[Source extract — start]
Peter will now go on to say that God’s word both creates, v5, and destroys, v6.

By God’s word – ‘And God said’ occurs 9 times in Gen 1.

The world of that time was deluged and destroyed – ‘2 Peter 2:5 indicates that God did not spare the ancient world but preserved Noah, referring to people rather than land. Finally, 2 Peter 3:5–6 declares that the “earth was formed out of water and by means of water, through which the world of that time was deluged with water and destroyed.” These passages speak respectively about being prepared, about God’s willingness and ability to rescue the righteous and about God’s ability to bring destructive judgment. One can find support here for the anthropological universality of the flood, but little that can be conclusively inferred about the geographical extent of the flood.’ (DOTP)

Gardner notes that it is often those who view the Noahic flood as mythical tend to do the same with the Second Coming.

‘As the deluge caught the old world sleeping in deepest security, so at the second coming of Christ, the sinners of the last times will be drenched in slumbering stupidity.’ (Thomas Boston)

The present heavens and earth – It was the human world (‘kosmos’) that was destroyed in the flood. What lies in the future is the destruction (and reformation) of the entire universe (heavens and earth ‘ge’).

Reserved for fire – This is apocalyptic imagery, indicative of both destruction and purification. Jesus himself taught that the flood fore-warned of judgement ending in fire, Mt 24:37-37; Heb 10:26-27 speaks of ‘a fearful expectation of judgement and of raging fire that will consume the enemies of God.’ See also Isa 66:15-24.

‘The heavens and the earth will pass through the fire, but only that they may be purified, and come forth anew, more excellent than before.’ (Robert Haldane)

The day of judgement – ‘The standards that Jesus left us with will be picked up again and men and women will be measured against them. Those who have lived lives which fail to meet those standards will be declared ungodly…Those who are declared ungodly face destruction.’ (Lucas & Green)

‘It is hard to tackle this theme without a shudder…Clearly, these are terrifying ideas; but we must not find them so threatening and distasteful that we refuse to believe them, for that is the error of the false teachers.’ (Lucas & Green)
[Source extract — finish]
[Information shown — start]
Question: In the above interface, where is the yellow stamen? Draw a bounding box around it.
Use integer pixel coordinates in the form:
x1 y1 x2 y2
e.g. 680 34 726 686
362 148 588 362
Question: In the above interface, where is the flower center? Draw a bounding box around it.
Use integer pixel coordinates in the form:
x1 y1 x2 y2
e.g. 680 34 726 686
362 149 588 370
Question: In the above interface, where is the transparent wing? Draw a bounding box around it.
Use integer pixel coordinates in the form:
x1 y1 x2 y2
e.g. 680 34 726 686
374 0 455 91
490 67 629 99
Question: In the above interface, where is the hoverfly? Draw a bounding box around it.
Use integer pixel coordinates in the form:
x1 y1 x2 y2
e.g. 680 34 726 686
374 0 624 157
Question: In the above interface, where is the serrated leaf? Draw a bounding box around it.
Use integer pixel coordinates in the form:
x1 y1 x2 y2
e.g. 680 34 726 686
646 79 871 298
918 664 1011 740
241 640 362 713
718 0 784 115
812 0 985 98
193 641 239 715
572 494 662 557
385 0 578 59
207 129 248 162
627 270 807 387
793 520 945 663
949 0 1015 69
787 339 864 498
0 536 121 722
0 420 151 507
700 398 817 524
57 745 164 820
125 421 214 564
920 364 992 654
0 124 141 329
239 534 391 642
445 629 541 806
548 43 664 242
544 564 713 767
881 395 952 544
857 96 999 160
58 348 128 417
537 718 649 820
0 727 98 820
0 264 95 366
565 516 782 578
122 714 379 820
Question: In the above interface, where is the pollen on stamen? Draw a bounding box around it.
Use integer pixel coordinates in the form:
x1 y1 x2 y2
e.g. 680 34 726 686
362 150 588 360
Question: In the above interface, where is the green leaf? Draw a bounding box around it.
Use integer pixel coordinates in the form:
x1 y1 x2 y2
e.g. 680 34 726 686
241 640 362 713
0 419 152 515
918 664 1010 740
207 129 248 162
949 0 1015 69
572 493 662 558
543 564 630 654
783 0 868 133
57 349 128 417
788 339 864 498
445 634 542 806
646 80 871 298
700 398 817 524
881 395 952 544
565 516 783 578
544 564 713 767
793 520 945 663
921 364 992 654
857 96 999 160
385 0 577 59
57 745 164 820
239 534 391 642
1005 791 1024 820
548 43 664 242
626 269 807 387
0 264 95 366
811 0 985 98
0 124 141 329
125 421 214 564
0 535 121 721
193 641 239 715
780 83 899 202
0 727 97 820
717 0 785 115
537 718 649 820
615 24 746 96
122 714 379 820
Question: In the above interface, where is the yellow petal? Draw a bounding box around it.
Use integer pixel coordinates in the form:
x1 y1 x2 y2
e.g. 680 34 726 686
[Information shown — finish]
To do — Retype the commentary passage above word for word, everything from "Gardner notes that" down to "stupidity.’ (Thomas Boston)".

Answer area —
Gardner notes that it is often those who view the Noahic flood as mythical tend to do the same with the Second Coming.

‘As the deluge caught the old world sleeping in deepest security, so at the second coming of Christ, the sinners of the last times will be drenched in slumbering stupidity.’ (Thomas Boston)